Three Pleas to My Formerly Christian Friends

Many of my friends who once professed to be Christians have walked away from the faith. If you are one of those people, I want you to know that I still love you and deeply appreciate our friendship. But I also grieve for you and pray for you. I know we don’t have the opportunity to go chat at a coffee shop, and perhaps we never will, but as my friend I hope you will take 10 minutes to read what I have to say. I want to make three pleas to you; one to your mind, one to your will, and one your emotions.

A Plea to Your Mind

One of the most common reasons I hear for why friends have walked away from the faith is their experience with hypocritical Christians. Perhaps your parents were considered exemplary Christians in their church, but you knew what really went on at home. Or you listened to preaching or attended a church that was ruthlesslly legalistic. Maybe you experienced a nasty church split or suffered as the church people shredded your dad, their pastor, to pieces. I don’t know what you have experienced, and I don’t downplay it in the least. One person once told me as I walked through deep ministry waters, “God is good, but sometimes his people are bad.”

Hang on to that thought, because we’ll come back to it in a minute. For now, though, would you please consider this simple plea? Please do not measure the worth of Jesus by his worst representatives. I get it, if that’s what Christianity is like, then you want nothing to do with it. But don’t stop there. Find the best imitators of Jesus you can, and then make your value judgment.

**Check your understanding:**
1. Answer these questions from the essay on pleas to formerly Christian friends:
(a) How many minutes does the writer hope friends will take to read it?
(b) What did one person tell the writer while the writer walked through deep ministry waters?
(c) Whom should the worth of Jesus not be measured by?
2. Translate this sentence from the essay on pleas to formerly Christian friends into Spanish: "Please do not measure the worth of Jesus by his worst representatives."
3. Carry on the essay on pleas to formerly Christian friends from the point where it stops.
The data after this essay isn't needed for anything here.

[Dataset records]
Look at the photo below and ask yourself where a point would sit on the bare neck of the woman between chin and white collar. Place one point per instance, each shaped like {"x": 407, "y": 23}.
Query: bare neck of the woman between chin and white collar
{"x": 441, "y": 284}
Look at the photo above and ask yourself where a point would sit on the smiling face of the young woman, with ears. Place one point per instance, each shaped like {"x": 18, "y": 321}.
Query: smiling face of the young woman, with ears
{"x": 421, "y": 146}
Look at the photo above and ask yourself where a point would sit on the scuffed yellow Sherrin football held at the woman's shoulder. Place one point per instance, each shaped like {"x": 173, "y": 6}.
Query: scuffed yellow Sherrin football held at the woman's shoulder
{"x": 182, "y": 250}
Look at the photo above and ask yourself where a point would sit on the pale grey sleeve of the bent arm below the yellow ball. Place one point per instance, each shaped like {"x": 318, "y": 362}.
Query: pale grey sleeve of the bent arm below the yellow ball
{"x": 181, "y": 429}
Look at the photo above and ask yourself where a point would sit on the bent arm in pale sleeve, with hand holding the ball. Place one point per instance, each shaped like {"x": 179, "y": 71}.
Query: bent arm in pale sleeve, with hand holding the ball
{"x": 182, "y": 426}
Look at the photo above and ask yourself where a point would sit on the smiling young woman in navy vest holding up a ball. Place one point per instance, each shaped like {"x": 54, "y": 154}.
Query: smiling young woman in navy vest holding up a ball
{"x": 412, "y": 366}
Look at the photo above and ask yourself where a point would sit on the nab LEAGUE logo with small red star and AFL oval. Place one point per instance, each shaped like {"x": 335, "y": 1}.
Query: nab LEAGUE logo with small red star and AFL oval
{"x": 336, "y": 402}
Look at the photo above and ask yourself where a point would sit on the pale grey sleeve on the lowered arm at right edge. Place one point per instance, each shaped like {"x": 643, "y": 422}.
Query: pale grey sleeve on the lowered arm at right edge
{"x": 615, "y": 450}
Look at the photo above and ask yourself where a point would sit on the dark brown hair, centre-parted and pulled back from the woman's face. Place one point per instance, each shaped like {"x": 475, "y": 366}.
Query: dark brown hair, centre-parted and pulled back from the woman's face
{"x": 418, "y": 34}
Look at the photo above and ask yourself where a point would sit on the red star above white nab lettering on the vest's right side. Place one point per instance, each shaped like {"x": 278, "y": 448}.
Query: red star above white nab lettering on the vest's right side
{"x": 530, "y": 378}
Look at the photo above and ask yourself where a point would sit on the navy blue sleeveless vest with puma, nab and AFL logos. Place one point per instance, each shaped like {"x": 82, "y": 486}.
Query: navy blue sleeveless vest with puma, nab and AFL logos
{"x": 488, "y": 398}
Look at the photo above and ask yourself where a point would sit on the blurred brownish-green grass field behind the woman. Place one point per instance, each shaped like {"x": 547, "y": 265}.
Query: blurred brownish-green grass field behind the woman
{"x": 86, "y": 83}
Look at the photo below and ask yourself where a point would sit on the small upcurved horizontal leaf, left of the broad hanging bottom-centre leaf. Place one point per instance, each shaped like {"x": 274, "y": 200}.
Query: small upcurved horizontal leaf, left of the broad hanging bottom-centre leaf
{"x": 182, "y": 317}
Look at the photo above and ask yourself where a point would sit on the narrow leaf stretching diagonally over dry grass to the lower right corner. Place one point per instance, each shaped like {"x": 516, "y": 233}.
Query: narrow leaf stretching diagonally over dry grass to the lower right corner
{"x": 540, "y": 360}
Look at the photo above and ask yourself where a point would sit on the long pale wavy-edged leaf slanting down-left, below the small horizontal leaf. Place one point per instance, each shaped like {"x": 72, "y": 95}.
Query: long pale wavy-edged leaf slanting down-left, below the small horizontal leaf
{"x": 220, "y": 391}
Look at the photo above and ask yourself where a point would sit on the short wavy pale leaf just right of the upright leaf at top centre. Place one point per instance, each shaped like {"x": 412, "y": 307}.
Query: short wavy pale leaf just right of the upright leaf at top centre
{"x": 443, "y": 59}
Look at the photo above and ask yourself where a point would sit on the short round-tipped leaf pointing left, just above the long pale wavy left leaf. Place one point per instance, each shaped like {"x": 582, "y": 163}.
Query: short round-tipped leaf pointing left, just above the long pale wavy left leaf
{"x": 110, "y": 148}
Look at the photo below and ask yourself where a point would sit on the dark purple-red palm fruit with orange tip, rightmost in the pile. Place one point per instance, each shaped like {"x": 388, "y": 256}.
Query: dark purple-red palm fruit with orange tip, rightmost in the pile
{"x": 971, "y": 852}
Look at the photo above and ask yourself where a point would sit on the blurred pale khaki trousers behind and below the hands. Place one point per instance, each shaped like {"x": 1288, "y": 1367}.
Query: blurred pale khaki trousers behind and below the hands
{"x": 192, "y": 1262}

**Solved tasks:**
1.
(a) 10 minutes
(b) "God is good, but sometimes his people are bad."
(c) His worst representatives

2. Por favor, no midas el valor de Jesús por sus peores representantes.

3.
If I wanted to persuade you that soccer is an amazing sport (and I think it is), I would be foolish to take you to my 6-year old daughter’s Saturday soccer “game.” It looks more like a tornado of todders than a soccer match. No, I would take you to Spain to watch FC Barcelona and Lionel Messi work his wizardry live. Why? Because he’s the best of the best. And beautiful soccer is a delight to watch.

My plea with you is, even in spite of your experience, to consider there may be brighter fields of Christianity. Seek them out. I say this with sincerity, because I know there are brighter fields. And we have to ask ourselves, “How can people claim to be Christians, but live as hypocrites?” This leads me to my second plea.

A Plea to Your Will

Earlier I mentioned the quote, “God is good, but sometimes his people are bad.” I think that statement is partially true. As born sinners, all of us do bad things, but God’s children have been given new hearts, and their heavenly Father lovingly disciplines them when they do wrong. So if we think God’s people are bad without any repentance or spiritual growth, then we are wrong.

Which leads me to ask this question: when you walked away from the faith, did you really choose to walk away? Or did you simply confirm externally what had always been true internally? God says that when people walk away from the faith, it shows they never really believed it in the first place.

“They went out from us, but they were not of us;
for if they had been of us, they would have continued with us.
But they went out, that it might become plain that they all are not of us.”

1 John 2:19

In other words, your will was never enamored with Jesus Christ, at least not in a persevering, saving way. It had always been captured by a different love. More than that, your former experience with Christians may have been no experience with Christians at all, for they too may have never believed. The hypocrisy you witnessed was no true faith at all, but actually a “different gospel” (see Galatians 1:6-9).

So I make this plea to your will. Repent and believe in the gospel, not on the basis of former experiences, baptisms, or altar calls. Believe it on the basis of the finished work of Jesus Christ. Believe in his death as a substitute for your sin and in his resurrection as power for your new life. If you do, I can promise you will experience a radically different kind of Christianity than the one you walked away from. This promise leads me to my third and final plea.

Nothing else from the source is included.